EXCERPT PROVIDED
^^^^

# Help with tail light fix



## Evans200 (Mar 21, 2015)

My 59 Western Flyer tail light doesn't work. Just realized why. The metal tab from the right battery end is snapped off. It should be long enough to reach and touch the base of the light bulb. Any ideas on a fix? Thanks!


----------



## rustjunkie (Mar 21, 2015)

Maybe solder on a little brass tab? I have lots of brass scraps, happy to send you a piece.


----------



## Evans200 (Mar 21, 2015)

Thanks for the tip Rustjunkie. I should have some brass around here. Get to test my soldering skills too. First I'm gonna soak the unit in evaporust all day. Appreciate the offer too! I'll keep you posted.


----------



## Dale Alan (Mar 21, 2015)

Solder should do the trick. If that does not hold you could use a fender washer and a small self-tapping screw . You could peen the washer to make it convexed so the screw does not protrude too far.


----------



## Dale Alan (Mar 21, 2015)

This is the style screw I was thinking of. This one is 1/2",I think they come even shorter.


----------



## Evans200 (Mar 21, 2015)

Hardware store trip yielded a 1/4" wide brass strip, thin enough to bend, and a very small self tapping screw just in case my soldering job bombs as I suspect it will, lol.


----------



## Dale Alan (Mar 21, 2015)

^^^^

TASK REQUIREMENTS
**a)** In the tail light thread, change "screw" to "bolt" and write out everything from "This is the" down to "it will, lol.".
**b)** According to the tail light thread, what has snapped off the right battery end?
**c)** Please continue the tail light thread from the point where it stops.
These entries come from a separate source.

Position identification records
^^^^

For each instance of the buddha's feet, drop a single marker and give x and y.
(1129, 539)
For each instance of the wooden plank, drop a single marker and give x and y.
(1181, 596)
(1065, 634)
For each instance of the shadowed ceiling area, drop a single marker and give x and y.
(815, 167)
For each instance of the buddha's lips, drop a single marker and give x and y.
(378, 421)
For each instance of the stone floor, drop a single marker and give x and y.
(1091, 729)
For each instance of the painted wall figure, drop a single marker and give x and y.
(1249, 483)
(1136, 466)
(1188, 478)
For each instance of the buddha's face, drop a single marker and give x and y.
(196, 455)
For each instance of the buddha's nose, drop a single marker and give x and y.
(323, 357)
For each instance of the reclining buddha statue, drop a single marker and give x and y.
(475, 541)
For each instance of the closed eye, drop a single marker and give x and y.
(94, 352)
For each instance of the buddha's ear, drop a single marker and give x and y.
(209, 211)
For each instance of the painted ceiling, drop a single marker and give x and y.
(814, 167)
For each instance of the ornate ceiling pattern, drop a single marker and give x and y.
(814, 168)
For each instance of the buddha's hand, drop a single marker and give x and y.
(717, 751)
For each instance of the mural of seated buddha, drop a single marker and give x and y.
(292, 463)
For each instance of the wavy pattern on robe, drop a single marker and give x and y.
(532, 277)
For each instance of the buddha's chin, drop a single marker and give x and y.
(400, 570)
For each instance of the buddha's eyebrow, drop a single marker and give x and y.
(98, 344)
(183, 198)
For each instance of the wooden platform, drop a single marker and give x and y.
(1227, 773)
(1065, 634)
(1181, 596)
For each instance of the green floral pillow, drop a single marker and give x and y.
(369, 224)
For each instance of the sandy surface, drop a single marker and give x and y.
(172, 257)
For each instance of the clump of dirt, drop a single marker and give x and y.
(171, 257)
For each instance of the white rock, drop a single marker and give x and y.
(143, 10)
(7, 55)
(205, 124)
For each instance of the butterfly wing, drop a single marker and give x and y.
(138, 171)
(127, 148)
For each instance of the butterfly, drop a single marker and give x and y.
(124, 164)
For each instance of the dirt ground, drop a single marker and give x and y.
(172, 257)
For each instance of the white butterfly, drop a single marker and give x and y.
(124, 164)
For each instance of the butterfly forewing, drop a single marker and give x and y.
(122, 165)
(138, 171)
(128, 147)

^^^^

EXPECTED RESULTS
**a)**
This is the style bolt I was thinking of. This one is 1/2",I think they come even shorter.


----------



## Evans200 (Mar 21, 2015)

Hardware store trip yielded a 1/4" wide brass strip, thin enough to bend, and a very small self tapping bolt just in case my soldering job bombs as I suspect it will, lol.

**b)** The metal tab.

**c)**
Excellent,good luck with it. My soldering is hit or miss,that is why I mentioned the screw. I have no problem soldering with a torch,soldering irons and I don't always get along.


----------



## Evans200 (Mar 21, 2015)

$1.29 at the hardware store, one slightly burned finger tip, and 3 miller lite's, and the tail light works! Evaporust is a great product. This is the second time I've used it to clean up a light. NOTE: If you have this light and same fix, make sure the solder only goes where it's supposed to, or you'll end up with very hot batteries. And that was BEFORE the miller lite's. lol.


----------



## Dale Alan (Mar 21, 2015)

Very cool,glad you got fixed.


----------



## Evans200 (Mar 21, 2015)

Thank you Rustjunkie and Dale Alan for the information and motivation. Soldering is NOT my strong suit, but this time I won.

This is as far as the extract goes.